Data provided:
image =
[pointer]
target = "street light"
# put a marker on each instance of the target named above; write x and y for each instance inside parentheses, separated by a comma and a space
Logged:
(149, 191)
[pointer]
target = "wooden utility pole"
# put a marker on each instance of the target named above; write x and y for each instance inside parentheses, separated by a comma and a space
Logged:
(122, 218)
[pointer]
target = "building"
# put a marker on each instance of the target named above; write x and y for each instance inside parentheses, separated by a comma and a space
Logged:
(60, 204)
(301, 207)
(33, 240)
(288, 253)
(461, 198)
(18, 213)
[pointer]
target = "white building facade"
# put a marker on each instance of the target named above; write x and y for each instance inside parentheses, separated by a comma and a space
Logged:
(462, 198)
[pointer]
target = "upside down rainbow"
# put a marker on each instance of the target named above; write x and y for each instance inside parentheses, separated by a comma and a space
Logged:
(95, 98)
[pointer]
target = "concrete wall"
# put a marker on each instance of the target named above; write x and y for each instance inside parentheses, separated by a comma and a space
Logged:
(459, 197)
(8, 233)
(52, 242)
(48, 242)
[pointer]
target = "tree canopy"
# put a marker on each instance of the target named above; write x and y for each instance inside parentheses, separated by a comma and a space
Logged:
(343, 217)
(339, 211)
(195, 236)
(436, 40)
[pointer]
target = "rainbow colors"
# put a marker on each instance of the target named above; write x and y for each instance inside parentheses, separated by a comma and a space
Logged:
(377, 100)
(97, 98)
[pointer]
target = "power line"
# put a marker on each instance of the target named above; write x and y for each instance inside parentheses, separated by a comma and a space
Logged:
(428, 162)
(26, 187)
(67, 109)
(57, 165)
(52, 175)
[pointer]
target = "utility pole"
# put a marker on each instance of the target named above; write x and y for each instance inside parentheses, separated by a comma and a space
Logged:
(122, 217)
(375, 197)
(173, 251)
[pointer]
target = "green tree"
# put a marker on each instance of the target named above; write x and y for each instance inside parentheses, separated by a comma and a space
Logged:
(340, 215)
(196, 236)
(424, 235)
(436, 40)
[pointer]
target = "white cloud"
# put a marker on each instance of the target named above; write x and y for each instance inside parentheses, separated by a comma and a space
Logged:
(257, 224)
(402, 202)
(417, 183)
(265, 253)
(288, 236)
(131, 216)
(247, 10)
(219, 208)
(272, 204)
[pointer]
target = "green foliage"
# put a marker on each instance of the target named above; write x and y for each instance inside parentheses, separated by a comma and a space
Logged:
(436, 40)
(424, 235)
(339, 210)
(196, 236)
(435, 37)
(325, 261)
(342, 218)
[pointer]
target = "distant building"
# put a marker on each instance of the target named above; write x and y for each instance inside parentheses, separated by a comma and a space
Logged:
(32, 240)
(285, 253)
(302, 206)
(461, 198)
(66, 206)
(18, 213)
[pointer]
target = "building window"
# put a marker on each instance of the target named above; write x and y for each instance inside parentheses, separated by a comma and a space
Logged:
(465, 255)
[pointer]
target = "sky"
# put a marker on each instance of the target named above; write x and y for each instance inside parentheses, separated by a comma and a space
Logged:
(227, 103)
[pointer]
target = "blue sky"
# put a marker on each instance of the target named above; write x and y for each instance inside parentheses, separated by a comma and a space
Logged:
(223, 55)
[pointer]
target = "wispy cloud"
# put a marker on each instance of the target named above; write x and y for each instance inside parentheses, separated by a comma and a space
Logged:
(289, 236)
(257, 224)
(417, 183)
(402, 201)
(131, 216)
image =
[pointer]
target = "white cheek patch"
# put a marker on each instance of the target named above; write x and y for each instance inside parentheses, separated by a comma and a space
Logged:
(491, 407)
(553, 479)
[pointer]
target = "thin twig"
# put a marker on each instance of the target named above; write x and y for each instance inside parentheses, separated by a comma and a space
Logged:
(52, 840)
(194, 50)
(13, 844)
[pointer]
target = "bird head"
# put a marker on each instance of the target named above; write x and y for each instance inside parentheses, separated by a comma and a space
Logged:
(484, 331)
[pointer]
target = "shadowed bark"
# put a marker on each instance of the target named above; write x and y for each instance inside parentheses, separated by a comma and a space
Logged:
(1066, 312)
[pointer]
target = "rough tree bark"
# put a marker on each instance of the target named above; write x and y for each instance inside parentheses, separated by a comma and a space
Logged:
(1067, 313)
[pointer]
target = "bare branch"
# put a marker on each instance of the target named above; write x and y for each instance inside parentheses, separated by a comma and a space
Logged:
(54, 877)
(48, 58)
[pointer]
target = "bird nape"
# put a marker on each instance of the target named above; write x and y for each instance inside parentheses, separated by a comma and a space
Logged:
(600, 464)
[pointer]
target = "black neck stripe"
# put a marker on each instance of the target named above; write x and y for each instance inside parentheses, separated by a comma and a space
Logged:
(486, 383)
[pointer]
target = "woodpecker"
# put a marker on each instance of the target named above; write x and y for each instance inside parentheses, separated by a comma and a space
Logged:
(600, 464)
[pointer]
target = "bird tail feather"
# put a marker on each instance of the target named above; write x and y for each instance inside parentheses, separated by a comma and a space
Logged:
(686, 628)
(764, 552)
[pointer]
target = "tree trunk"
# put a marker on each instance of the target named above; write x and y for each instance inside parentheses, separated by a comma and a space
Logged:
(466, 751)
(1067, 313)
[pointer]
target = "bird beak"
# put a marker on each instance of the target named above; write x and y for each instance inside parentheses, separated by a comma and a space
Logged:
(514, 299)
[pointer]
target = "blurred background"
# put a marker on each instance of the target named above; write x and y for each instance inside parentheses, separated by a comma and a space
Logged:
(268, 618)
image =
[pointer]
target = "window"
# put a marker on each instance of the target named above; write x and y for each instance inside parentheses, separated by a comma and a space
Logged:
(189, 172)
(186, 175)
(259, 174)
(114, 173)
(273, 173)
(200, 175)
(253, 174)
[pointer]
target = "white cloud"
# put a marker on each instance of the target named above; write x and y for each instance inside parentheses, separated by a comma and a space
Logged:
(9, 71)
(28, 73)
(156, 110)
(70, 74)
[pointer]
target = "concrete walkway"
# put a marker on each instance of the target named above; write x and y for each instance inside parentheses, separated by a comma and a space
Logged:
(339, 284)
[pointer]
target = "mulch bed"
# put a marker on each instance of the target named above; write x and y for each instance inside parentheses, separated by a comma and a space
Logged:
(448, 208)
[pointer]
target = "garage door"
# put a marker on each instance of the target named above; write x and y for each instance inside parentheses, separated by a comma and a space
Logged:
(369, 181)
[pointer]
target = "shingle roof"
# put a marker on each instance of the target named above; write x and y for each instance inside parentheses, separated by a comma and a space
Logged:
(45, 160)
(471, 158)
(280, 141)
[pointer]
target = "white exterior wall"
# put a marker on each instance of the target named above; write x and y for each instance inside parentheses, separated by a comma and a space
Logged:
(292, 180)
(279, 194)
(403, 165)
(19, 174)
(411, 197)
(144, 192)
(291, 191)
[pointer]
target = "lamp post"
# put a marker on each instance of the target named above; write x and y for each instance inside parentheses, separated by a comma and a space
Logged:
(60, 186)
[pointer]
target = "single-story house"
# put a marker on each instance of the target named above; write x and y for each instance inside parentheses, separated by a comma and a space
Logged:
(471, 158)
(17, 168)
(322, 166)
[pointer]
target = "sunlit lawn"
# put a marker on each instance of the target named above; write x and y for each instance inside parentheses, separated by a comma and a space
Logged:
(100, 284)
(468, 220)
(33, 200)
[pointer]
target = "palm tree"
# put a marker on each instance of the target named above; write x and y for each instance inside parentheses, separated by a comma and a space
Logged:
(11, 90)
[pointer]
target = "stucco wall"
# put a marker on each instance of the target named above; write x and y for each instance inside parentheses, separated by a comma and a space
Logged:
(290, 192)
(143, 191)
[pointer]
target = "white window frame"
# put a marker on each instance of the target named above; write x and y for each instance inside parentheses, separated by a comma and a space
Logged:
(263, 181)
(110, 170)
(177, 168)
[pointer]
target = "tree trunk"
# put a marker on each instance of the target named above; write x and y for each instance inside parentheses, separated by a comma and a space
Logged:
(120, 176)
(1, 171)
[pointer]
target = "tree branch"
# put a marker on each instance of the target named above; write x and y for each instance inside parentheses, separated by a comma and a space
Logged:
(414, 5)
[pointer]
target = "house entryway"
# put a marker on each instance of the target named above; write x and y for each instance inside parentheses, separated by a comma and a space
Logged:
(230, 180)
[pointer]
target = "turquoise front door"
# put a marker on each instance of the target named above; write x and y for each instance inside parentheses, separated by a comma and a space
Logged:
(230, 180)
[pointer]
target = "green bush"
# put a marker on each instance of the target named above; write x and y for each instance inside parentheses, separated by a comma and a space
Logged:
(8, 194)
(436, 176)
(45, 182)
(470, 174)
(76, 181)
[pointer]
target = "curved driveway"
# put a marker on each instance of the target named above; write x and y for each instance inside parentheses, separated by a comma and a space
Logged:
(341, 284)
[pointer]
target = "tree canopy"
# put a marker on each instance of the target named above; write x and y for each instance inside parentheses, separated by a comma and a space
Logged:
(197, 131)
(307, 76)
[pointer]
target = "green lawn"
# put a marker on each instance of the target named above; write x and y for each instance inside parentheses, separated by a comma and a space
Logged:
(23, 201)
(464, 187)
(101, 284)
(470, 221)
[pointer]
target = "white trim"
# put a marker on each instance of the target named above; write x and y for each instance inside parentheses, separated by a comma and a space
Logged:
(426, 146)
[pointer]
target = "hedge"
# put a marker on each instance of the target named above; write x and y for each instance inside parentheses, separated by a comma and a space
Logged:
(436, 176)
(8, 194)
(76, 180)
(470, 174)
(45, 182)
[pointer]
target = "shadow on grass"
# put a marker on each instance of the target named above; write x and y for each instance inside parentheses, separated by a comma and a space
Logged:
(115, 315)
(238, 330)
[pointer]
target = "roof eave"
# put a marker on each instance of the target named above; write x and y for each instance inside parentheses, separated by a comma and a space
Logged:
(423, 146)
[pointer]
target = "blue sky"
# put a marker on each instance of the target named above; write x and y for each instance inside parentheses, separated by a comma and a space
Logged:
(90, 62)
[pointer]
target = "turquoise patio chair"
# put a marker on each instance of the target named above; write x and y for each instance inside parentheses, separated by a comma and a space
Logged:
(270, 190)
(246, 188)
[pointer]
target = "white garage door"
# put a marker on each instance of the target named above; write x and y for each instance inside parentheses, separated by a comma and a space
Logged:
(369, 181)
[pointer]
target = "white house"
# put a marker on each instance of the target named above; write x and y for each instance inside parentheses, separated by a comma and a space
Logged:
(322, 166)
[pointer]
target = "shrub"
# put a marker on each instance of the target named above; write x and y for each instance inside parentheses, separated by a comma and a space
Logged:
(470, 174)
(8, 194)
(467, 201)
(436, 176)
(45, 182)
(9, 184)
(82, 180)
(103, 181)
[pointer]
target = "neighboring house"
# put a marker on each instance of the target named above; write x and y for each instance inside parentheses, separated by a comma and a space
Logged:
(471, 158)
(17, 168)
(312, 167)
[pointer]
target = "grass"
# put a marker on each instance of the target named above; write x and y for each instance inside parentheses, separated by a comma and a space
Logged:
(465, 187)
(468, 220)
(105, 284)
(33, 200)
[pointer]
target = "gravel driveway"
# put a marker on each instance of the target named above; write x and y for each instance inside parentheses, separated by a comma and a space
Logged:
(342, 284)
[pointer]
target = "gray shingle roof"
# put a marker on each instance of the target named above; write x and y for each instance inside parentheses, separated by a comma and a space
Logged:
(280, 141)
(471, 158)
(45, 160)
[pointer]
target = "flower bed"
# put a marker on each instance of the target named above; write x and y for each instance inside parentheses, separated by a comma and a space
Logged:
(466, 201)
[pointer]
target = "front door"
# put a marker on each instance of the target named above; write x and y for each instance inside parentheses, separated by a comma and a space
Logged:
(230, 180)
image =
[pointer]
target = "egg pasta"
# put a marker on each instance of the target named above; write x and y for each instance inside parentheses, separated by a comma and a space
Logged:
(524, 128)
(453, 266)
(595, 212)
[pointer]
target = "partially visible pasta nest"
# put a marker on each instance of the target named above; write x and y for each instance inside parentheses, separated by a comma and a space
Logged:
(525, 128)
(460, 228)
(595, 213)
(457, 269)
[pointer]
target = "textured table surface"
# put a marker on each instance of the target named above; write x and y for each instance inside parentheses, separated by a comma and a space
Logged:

Aim of the exercise:
If a line in the entries above contains the word "driveway", copy it.

Exercise answer:
target = "curved driveway"
target = "gravel driveway"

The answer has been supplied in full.